What to produce: From the records below, pull out unchanged every line from the one containing "Note to the class: we label each instance of the elderly" to the one containing "pixel 1090 432", including both of those lines.

Dataset extract:

==============================

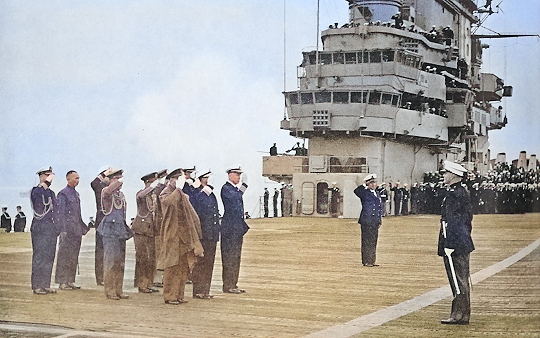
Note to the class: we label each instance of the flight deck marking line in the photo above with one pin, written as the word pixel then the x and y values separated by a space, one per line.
pixel 385 315
pixel 61 332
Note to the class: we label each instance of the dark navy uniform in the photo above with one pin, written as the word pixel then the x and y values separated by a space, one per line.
pixel 97 185
pixel 370 222
pixel 44 232
pixel 456 212
pixel 233 228
pixel 207 209
pixel 70 223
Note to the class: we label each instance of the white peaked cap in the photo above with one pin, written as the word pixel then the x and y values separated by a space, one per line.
pixel 370 177
pixel 105 167
pixel 44 169
pixel 234 169
pixel 454 168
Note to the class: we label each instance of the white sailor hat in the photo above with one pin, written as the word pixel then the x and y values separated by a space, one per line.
pixel 175 173
pixel 148 177
pixel 204 174
pixel 113 171
pixel 162 173
pixel 104 168
pixel 44 170
pixel 454 168
pixel 234 169
pixel 370 177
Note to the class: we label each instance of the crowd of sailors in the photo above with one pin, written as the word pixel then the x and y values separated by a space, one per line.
pixel 504 190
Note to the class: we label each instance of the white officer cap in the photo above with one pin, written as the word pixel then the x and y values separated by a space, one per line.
pixel 204 173
pixel 454 168
pixel 370 177
pixel 234 169
pixel 104 168
pixel 113 171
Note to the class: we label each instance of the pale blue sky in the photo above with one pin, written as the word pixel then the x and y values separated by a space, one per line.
pixel 147 85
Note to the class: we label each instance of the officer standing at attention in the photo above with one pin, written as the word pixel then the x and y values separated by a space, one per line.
pixel 274 201
pixel 143 236
pixel 206 207
pixel 455 242
pixel 72 229
pixel 44 232
pixel 6 220
pixel 370 218
pixel 20 220
pixel 98 184
pixel 266 197
pixel 233 228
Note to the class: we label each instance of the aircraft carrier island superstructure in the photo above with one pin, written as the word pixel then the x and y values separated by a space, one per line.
pixel 393 92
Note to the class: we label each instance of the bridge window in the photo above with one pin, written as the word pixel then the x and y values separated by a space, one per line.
pixel 322 97
pixel 325 58
pixel 386 98
pixel 341 97
pixel 307 98
pixel 374 97
pixel 338 58
pixel 321 118
pixel 364 56
pixel 359 97
pixel 322 198
pixel 388 55
pixel 350 58
pixel 395 100
pixel 375 56
pixel 293 98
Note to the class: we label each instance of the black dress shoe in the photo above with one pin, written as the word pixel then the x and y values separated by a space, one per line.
pixel 235 291
pixel 454 321
pixel 66 287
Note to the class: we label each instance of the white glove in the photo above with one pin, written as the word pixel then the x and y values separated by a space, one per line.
pixel 180 182
pixel 207 190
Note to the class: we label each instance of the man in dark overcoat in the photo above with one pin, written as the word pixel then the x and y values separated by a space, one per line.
pixel 100 182
pixel 206 207
pixel 44 232
pixel 266 197
pixel 72 229
pixel 143 228
pixel 20 220
pixel 233 228
pixel 5 220
pixel 455 242
pixel 370 218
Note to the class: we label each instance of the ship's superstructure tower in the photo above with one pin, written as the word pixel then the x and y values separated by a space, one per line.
pixel 394 91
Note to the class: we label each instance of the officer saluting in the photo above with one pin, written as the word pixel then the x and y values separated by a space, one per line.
pixel 455 242
pixel 370 218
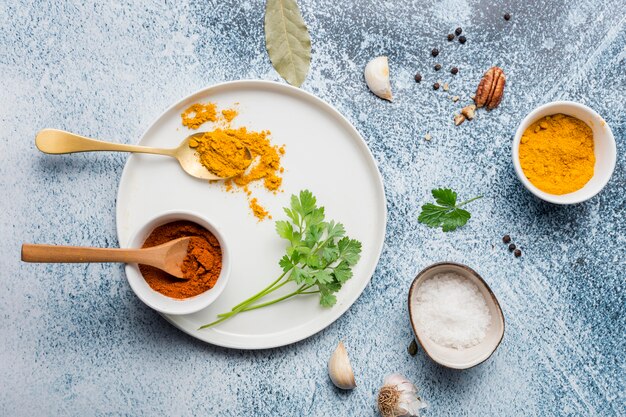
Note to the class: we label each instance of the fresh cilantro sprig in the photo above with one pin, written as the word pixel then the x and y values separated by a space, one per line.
pixel 318 259
pixel 446 214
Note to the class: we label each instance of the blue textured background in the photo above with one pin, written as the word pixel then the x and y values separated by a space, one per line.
pixel 76 341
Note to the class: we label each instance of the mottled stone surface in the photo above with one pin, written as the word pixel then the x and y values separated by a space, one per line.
pixel 76 341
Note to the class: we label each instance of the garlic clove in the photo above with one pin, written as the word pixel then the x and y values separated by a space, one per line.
pixel 377 77
pixel 340 370
pixel 398 397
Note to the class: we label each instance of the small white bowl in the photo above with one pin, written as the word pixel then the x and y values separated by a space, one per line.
pixel 459 358
pixel 604 149
pixel 163 303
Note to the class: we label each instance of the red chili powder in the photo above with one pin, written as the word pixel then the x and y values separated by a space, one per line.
pixel 201 266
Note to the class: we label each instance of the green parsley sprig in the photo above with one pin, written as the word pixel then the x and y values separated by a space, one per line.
pixel 319 257
pixel 446 214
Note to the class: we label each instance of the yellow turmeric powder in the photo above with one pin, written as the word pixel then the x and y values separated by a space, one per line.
pixel 197 114
pixel 259 212
pixel 224 152
pixel 557 154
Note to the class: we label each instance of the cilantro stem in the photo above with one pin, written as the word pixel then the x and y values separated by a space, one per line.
pixel 469 201
pixel 276 300
pixel 263 292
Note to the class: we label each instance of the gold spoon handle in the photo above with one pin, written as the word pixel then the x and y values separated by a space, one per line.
pixel 56 141
pixel 78 254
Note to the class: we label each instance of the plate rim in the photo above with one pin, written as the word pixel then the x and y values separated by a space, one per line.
pixel 280 88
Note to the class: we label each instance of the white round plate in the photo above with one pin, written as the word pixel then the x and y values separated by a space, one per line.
pixel 323 153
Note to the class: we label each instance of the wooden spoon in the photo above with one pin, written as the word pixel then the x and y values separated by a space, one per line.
pixel 168 256
pixel 55 141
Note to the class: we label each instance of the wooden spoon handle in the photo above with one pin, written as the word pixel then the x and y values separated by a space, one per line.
pixel 54 141
pixel 77 254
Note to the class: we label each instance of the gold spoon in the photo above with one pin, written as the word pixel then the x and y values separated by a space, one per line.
pixel 167 257
pixel 55 141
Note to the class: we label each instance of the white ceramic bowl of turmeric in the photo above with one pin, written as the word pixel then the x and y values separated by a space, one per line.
pixel 561 160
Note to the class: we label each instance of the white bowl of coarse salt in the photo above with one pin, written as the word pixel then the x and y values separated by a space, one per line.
pixel 455 316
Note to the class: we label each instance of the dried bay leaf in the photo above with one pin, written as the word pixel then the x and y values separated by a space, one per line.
pixel 287 40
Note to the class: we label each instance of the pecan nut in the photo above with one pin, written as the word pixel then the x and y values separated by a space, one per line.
pixel 491 88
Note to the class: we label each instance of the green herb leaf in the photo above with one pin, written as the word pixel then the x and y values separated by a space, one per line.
pixel 284 229
pixel 447 215
pixel 287 40
pixel 328 300
pixel 320 263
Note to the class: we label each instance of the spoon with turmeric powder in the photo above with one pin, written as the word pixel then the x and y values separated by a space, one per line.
pixel 169 256
pixel 53 141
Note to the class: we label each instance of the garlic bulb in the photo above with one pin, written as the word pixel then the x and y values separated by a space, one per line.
pixel 398 397
pixel 377 77
pixel 339 368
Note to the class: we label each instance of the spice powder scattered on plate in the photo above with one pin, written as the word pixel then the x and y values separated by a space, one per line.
pixel 223 151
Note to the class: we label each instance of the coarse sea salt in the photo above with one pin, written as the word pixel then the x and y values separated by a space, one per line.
pixel 451 311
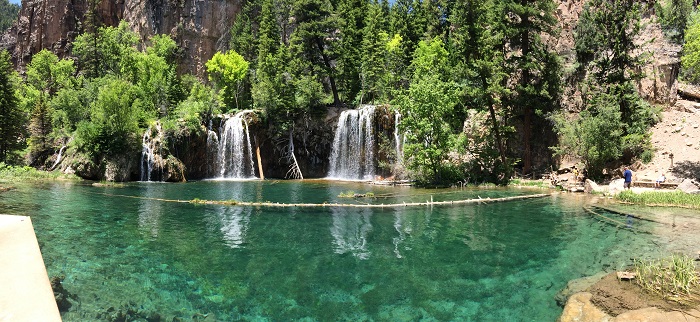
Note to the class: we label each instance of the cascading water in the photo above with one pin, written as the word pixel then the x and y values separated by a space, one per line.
pixel 235 155
pixel 399 138
pixel 148 154
pixel 212 153
pixel 352 155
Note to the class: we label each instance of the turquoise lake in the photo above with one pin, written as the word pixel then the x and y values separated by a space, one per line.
pixel 158 259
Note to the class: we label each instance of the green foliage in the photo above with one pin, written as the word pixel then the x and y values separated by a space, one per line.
pixel 114 120
pixel 12 120
pixel 227 71
pixel 427 107
pixel 661 198
pixel 690 61
pixel 24 173
pixel 604 37
pixel 595 137
pixel 673 17
pixel 108 50
pixel 46 77
pixel 674 278
pixel 617 120
pixel 188 115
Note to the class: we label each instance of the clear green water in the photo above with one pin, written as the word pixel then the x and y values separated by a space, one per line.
pixel 494 262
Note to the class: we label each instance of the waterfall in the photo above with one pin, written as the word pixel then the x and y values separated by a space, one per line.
pixel 235 155
pixel 352 155
pixel 148 157
pixel 212 153
pixel 399 138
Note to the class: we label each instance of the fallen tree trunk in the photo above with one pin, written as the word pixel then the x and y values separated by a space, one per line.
pixel 689 92
pixel 337 205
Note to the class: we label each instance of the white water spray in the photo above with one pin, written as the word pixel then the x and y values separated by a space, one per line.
pixel 235 155
pixel 352 156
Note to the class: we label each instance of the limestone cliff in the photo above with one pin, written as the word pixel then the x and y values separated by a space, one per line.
pixel 200 27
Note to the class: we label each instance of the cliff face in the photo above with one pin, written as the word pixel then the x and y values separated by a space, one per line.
pixel 200 27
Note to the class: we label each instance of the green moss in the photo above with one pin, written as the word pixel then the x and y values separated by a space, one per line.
pixel 18 173
pixel 658 198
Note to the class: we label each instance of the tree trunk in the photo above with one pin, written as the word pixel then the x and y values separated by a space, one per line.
pixel 327 62
pixel 524 82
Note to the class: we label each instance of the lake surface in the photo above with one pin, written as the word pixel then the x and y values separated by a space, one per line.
pixel 150 258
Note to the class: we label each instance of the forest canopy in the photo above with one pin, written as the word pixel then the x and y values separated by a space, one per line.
pixel 477 85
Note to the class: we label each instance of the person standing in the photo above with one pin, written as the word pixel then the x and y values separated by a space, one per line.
pixel 628 178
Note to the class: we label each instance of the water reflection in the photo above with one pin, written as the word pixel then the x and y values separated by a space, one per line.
pixel 350 229
pixel 403 227
pixel 234 225
pixel 150 210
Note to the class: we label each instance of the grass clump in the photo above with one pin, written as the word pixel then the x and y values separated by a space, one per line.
pixel 18 173
pixel 352 194
pixel 674 278
pixel 658 198
pixel 529 183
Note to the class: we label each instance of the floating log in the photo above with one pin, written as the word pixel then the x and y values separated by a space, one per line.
pixel 622 213
pixel 335 205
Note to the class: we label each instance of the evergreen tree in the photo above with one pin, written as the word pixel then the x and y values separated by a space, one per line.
pixel 534 68
pixel 674 17
pixel 12 120
pixel 373 60
pixel 427 108
pixel 351 21
pixel 46 76
pixel 605 45
pixel 312 44
pixel 477 43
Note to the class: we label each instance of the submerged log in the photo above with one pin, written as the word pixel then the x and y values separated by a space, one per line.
pixel 337 205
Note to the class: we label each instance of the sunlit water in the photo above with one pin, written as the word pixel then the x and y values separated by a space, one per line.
pixel 489 262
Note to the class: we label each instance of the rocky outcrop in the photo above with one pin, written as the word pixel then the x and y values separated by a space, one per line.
pixel 579 308
pixel 53 25
pixel 659 84
pixel 200 27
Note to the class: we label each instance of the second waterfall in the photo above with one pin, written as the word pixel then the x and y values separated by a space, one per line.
pixel 235 154
pixel 353 153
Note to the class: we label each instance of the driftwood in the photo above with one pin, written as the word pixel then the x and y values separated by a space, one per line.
pixel 335 205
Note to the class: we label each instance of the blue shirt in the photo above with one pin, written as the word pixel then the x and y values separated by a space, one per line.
pixel 628 175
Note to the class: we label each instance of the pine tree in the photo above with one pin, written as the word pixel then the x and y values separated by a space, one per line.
pixel 533 67
pixel 313 42
pixel 479 62
pixel 351 15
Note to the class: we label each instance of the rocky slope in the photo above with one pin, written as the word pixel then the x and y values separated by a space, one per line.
pixel 200 27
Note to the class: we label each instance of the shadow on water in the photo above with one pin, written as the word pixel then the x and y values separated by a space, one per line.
pixel 687 169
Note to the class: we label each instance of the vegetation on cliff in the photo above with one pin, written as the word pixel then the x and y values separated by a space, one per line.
pixel 8 14
pixel 476 85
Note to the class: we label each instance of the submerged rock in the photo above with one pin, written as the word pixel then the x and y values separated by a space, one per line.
pixel 576 286
pixel 61 294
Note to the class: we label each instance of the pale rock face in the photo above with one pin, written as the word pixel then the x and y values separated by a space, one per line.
pixel 199 27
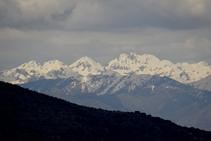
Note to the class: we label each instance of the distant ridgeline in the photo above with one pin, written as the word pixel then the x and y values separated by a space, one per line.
pixel 186 73
pixel 28 115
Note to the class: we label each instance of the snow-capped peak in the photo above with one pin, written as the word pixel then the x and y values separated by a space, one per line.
pixel 149 64
pixel 86 66
pixel 125 64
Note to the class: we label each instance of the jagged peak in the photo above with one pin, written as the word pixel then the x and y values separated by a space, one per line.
pixel 87 60
pixel 53 62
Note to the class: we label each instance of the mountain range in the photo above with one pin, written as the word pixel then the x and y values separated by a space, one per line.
pixel 124 64
pixel 28 115
pixel 178 92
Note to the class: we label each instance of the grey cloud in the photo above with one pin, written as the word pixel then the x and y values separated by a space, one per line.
pixel 107 15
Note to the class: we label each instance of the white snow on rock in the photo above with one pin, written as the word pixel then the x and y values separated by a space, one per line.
pixel 86 66
pixel 125 64
pixel 33 71
pixel 149 64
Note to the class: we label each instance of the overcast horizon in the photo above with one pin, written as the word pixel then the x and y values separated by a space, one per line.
pixel 178 31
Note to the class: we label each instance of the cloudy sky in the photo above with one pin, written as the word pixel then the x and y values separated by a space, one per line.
pixel 42 30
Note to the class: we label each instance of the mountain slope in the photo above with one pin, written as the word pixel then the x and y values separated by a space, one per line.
pixel 203 84
pixel 149 64
pixel 34 116
pixel 159 96
pixel 32 71
pixel 86 66
pixel 124 65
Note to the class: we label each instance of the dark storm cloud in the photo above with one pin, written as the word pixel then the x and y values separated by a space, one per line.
pixel 41 30
pixel 108 15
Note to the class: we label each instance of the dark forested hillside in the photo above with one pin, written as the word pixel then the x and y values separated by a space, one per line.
pixel 28 115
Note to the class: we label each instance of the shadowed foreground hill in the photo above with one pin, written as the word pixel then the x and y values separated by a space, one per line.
pixel 28 115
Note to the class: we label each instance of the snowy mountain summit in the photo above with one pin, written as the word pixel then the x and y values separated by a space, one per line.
pixel 149 64
pixel 125 64
pixel 86 66
pixel 32 71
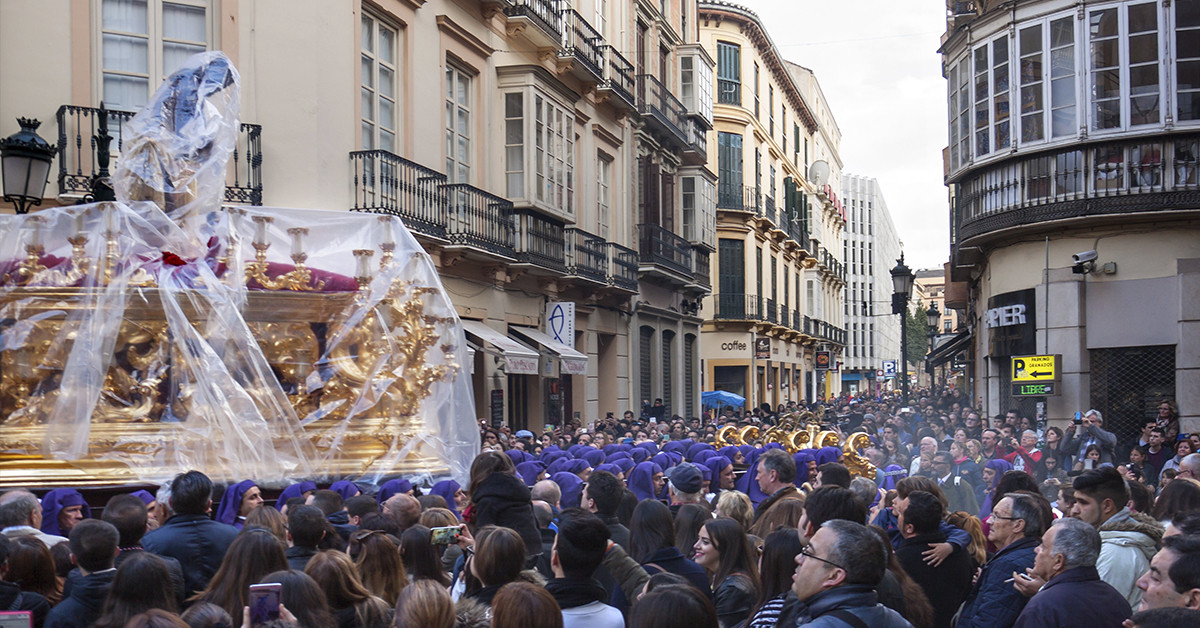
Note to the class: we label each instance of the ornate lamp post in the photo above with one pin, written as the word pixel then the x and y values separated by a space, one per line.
pixel 901 291
pixel 25 166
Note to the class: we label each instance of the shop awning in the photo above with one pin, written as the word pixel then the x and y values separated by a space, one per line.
pixel 946 351
pixel 571 362
pixel 519 359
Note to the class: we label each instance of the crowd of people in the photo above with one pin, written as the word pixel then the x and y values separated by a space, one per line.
pixel 657 521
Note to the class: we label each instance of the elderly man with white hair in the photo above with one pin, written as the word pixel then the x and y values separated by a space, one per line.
pixel 1090 432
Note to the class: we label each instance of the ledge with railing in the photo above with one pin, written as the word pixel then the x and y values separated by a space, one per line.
pixel 587 256
pixel 737 306
pixel 546 15
pixel 622 267
pixel 479 220
pixel 664 249
pixel 582 42
pixel 385 183
pixel 77 154
pixel 738 197
pixel 655 102
pixel 1119 177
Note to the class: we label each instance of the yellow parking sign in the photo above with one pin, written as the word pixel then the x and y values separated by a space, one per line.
pixel 1036 368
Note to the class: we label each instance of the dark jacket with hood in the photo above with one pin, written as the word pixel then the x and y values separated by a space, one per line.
pixel 197 542
pixel 82 608
pixel 993 602
pixel 503 500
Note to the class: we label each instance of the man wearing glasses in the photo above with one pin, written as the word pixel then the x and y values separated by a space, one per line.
pixel 835 579
pixel 1015 527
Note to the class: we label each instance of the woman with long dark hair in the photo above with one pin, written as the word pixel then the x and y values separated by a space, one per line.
pixel 352 604
pixel 141 584
pixel 724 550
pixel 253 554
pixel 652 544
pixel 420 556
pixel 775 568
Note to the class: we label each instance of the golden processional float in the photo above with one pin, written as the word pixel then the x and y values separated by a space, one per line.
pixel 799 431
pixel 165 332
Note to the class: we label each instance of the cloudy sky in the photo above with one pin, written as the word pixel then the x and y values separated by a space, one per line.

==============================

Task solution:
Note to the class: we label each instance of the elderly man with white hair in the photo above with one pin, written as the word pixel then the x and y values separated by a space, one per line.
pixel 1090 432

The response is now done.